*PROVIDED ENTRIES:*
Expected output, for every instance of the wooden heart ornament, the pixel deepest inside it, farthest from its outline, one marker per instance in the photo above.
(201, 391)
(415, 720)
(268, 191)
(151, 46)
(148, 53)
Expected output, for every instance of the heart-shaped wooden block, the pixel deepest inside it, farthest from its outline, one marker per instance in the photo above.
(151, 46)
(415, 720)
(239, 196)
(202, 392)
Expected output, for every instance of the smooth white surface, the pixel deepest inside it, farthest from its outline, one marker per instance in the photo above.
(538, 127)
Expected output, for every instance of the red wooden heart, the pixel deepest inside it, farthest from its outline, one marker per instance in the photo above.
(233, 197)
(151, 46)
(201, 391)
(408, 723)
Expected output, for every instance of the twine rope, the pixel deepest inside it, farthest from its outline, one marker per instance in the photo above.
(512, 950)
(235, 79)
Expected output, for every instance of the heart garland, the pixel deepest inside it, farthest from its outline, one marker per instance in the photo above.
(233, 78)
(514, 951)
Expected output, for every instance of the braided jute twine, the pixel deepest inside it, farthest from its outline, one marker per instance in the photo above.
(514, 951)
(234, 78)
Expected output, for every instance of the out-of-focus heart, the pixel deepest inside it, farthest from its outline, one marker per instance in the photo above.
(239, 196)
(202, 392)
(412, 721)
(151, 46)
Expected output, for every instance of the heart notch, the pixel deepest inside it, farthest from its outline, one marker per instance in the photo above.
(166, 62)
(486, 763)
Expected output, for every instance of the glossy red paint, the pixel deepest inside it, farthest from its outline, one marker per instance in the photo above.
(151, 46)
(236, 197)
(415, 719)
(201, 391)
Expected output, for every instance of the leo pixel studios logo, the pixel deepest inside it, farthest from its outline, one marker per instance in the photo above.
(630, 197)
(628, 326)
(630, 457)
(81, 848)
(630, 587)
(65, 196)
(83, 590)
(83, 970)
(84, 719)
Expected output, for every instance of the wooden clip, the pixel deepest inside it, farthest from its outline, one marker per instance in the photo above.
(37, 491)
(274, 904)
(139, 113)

*DESCRIPTION OF THE TASK:*
Each of the records shown above needs to be repeated exactly.

*TASK ANSWER:*
Expected output, for every instance of the wooden heart ornament, the pixel deepest inside it, farthest from its outline, one marker per instance in the photo above.
(201, 391)
(415, 720)
(268, 191)
(151, 46)
(148, 53)
Expected output, for every instance of the heart-shaped wooden block, the pixel deepest inside it, farthest from its outline, one marker per instance in the photo above.
(151, 46)
(415, 720)
(239, 196)
(202, 392)
Expected output, for every instance of the smooth white surface, the pixel deepest inside it, farthest from its outline, one marker per instance in the photo above.
(538, 127)
Expected output, for every instance of the red wooden heart, the pixel deepest inside it, farthest from its outline, one marker per instance in the photo above.
(233, 197)
(151, 46)
(201, 391)
(408, 723)
Expected output, for every instance of the twine rope, the pixel deepest inside it, farthest from its outline, one marker per instance in the photo above.
(512, 950)
(235, 79)
Expected output, for every instance of the heart garland, the pixel deepest inside it, farthest from its outline, one marker per instance in the photo above.
(233, 78)
(514, 951)
Expected output, for every instance of the braided jute twine, the pixel deepest inside it, farthest from its outline, one marker per instance in the photo above.
(514, 951)
(234, 78)
Expected output, for every instance of the out-of-focus heart, the pixel deepest inside it, farthest from its outline, one marker per instance in the photo above.
(239, 196)
(202, 392)
(412, 721)
(151, 46)
Expected output, for every instance of the heart notch, the pixel deepest inside it, farthest from its outline, one marker per instance in the photo above.
(166, 62)
(486, 763)
Expected output, for every instance of the glossy red paint, the pixel deepest inside it, farthest from its outline, one marker per instance in the photo above.
(151, 46)
(236, 197)
(415, 719)
(201, 391)
Expected output, for every instance of the leo pixel studios logo, the pixel deepest inside it, farthest from its outline, one marker per instance in the photo above.
(630, 197)
(628, 326)
(630, 457)
(81, 848)
(630, 587)
(65, 196)
(83, 590)
(83, 970)
(84, 719)
Expected output, for every instance of the wooden clip, the pixel deepest inside it, farthest from its outline, one marker per instance in the photo above.
(37, 491)
(274, 904)
(139, 113)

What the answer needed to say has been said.